**What is being asked:** Below are some records. Write out exactly their lines from the one with "Reviewer note: every instance of the black baseball" through the one with "Target: dark cloud", and leave the pictures behind.

Start of Entries provided

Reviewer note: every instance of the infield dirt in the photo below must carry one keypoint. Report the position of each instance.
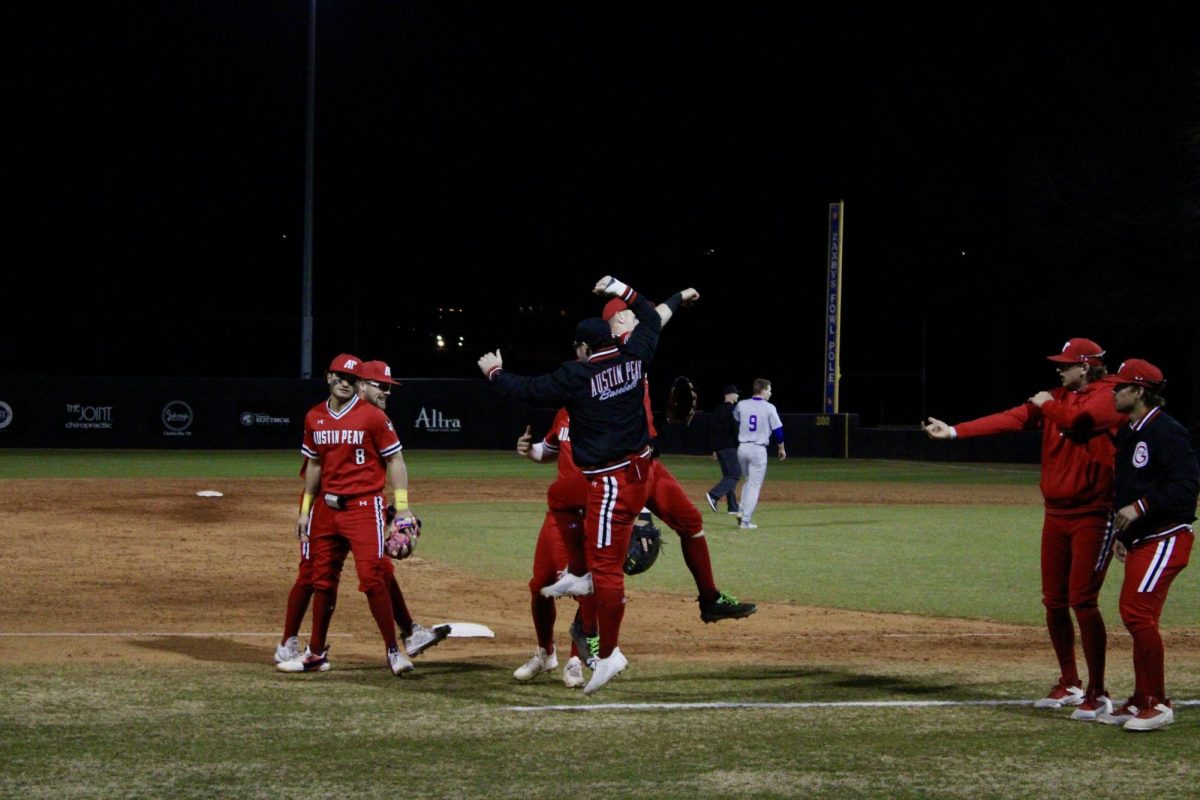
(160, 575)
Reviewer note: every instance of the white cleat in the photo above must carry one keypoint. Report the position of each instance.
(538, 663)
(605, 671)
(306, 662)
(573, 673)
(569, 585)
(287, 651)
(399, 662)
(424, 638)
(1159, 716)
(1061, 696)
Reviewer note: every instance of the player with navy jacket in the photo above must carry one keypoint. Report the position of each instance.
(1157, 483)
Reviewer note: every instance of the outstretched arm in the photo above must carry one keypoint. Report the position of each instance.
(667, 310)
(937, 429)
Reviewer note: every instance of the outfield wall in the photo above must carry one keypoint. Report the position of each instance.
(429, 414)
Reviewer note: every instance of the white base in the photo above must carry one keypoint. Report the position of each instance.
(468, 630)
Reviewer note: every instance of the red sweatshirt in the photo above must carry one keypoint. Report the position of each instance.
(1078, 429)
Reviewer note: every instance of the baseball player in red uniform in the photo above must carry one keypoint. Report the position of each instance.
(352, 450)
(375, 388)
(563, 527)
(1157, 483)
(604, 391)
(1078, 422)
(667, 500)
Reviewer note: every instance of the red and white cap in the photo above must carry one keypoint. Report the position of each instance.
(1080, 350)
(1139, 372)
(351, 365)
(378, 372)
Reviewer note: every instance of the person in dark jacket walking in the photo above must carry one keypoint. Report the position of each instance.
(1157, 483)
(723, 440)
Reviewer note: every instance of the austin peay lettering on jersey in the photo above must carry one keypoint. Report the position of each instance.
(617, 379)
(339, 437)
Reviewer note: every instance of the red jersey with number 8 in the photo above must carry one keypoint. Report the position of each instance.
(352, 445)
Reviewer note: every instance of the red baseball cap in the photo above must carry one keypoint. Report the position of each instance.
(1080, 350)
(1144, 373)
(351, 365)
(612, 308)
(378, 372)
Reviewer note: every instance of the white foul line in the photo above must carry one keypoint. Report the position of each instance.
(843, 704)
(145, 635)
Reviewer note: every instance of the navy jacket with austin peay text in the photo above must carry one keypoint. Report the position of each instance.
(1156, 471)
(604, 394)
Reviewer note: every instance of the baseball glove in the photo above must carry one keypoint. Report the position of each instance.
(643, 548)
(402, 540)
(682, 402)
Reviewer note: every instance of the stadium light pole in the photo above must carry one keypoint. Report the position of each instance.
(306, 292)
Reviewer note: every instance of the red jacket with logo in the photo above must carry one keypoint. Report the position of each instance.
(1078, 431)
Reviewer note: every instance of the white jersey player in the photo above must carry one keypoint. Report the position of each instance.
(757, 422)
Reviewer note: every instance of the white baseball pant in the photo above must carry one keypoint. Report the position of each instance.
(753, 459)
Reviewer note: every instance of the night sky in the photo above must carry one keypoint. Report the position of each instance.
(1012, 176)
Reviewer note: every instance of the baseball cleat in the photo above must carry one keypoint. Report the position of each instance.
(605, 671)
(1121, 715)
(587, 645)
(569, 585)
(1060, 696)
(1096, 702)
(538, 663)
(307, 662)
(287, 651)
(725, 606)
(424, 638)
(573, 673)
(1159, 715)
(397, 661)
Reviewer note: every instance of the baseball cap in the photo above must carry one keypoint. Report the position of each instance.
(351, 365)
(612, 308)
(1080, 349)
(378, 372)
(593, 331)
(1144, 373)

End of Entries provided
Start of Entries provided

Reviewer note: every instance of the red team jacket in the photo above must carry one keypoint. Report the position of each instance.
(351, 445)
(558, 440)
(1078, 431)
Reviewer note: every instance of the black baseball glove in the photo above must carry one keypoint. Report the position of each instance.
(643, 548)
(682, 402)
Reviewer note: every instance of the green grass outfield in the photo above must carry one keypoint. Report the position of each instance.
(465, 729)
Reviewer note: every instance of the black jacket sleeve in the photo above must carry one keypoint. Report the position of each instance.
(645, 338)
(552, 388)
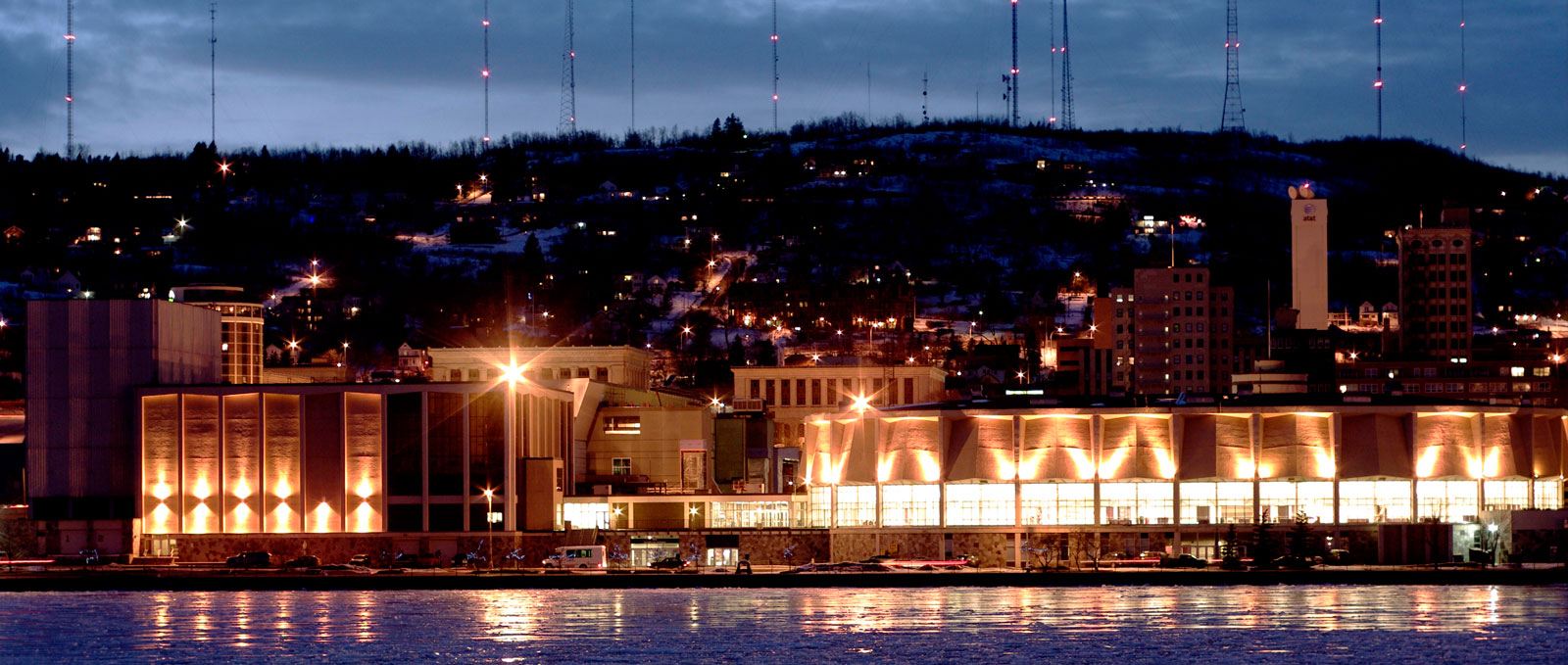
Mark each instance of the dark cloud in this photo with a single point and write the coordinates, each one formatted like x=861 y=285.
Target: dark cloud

End of Entries provided

**Reply:**
Reviewer note: every instance of the black baseball glove in the photo above must carry one keypoint. Report the position of each instance.
(643, 548)
(682, 402)
Reviewer note: every instance of the green grass outfield in the photo above must carry one keypoint. Report the position of each instance.
(465, 729)
Reviewer note: every instance of the black jacket sleeve in the photo above must carry one keypoint. Report the position of each instance.
(645, 338)
(552, 388)
Mark each instance of the dark cloud in this photo with a single point and write the coordinates, each one formatted like x=861 y=285.
Target: dark cloud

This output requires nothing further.